Brief ->
Take the line with "Each instance receives one keypoint. Mark the residential" and all lines after it, through the end of the records below, and repeat them exactly.

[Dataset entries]
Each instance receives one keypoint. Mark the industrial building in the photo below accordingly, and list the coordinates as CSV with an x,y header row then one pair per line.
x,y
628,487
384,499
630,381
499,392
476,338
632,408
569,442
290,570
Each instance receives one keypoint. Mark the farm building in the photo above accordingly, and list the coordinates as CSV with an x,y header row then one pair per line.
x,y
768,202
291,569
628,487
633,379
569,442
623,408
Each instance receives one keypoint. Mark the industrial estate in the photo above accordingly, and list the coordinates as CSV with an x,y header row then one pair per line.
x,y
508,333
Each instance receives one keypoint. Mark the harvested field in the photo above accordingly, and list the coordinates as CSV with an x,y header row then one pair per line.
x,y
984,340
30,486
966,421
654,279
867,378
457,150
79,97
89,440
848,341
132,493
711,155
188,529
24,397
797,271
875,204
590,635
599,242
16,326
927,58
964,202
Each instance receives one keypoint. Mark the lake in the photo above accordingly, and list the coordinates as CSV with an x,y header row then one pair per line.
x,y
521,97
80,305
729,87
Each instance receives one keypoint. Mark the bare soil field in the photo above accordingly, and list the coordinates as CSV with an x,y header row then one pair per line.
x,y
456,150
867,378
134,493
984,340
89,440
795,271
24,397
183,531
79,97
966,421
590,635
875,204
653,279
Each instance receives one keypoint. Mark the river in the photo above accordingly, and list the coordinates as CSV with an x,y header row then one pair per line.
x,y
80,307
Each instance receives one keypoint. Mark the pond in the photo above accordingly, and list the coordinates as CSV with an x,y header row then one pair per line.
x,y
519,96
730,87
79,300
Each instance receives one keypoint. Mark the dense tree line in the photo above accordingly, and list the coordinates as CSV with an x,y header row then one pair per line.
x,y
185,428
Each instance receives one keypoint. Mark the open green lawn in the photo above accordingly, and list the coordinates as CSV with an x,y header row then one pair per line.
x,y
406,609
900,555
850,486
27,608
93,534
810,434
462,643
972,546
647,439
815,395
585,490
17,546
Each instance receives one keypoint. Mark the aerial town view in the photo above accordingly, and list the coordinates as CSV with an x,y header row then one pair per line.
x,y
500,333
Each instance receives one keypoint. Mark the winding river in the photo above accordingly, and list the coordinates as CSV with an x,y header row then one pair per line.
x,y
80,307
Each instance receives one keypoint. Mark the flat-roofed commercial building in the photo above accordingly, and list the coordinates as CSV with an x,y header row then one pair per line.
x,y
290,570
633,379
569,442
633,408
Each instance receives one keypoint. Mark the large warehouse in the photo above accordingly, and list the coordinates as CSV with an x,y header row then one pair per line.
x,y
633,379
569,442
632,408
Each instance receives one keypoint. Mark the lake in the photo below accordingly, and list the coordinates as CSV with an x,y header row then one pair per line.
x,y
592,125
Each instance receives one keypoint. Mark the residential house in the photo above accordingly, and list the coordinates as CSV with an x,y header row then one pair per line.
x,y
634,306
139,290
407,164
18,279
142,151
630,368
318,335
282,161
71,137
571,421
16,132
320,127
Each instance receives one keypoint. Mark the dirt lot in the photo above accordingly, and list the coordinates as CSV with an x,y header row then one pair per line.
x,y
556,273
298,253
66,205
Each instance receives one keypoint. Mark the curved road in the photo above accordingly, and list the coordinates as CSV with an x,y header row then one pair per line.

Solution to this exercise ->
Each instance receives one keypoint. Mark the residential house in the photo above accordingly, and list the coordinates as CSV with an x,y header row then one pair per line.
x,y
634,306
139,290
407,164
18,279
142,151
630,368
318,335
282,161
71,137
571,421
16,132
320,127
Each instance receives one keypoint. Mark the dirt lot in the photo above accordingly, and list the coordinates as CSV with an x,y header row then one pair per line.
x,y
556,273
298,253
66,205
Each instance receives one keypoint. Mark the curved road in the photo above accordingly, and list the coordinates as CSV with an x,y header row then one pair per line.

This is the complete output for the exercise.